START Data for this exercise
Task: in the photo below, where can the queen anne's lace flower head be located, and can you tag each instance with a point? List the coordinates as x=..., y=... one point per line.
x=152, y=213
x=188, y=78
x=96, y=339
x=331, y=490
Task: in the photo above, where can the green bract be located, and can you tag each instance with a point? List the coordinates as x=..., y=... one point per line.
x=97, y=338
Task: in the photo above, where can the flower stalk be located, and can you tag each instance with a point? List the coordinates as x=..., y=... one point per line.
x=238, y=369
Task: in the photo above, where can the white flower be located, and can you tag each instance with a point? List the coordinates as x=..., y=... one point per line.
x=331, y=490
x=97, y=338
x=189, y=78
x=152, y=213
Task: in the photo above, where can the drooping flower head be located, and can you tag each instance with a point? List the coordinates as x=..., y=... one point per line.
END Data for this exercise
What is needed> Without changing anything, repeat the whole listing.

The answer>
Task: in the photo below, where can the queen anne's lace flower head be located, and can you tag each instance with a point? List the coordinates as x=..., y=... one point per line.
x=152, y=213
x=188, y=78
x=96, y=339
x=331, y=490
Task: in the photo above, where can the green bract be located, and can you tag each instance with a point? List the coordinates as x=..., y=... one point per line.
x=97, y=338
Task: in the photo above, where can the flower stalk be located, and can you tag each instance with a point? List the coordinates as x=..., y=... one point per line.
x=238, y=369
Task: in the photo above, where can the white flower be located, and can you tag each instance with a point? List the coordinates as x=..., y=... one point per line.
x=331, y=490
x=97, y=338
x=189, y=78
x=152, y=213
Task: in the photo above, where can the drooping flower head be located, and can you tag each instance with a point? List the coordinates as x=..., y=... one point per line.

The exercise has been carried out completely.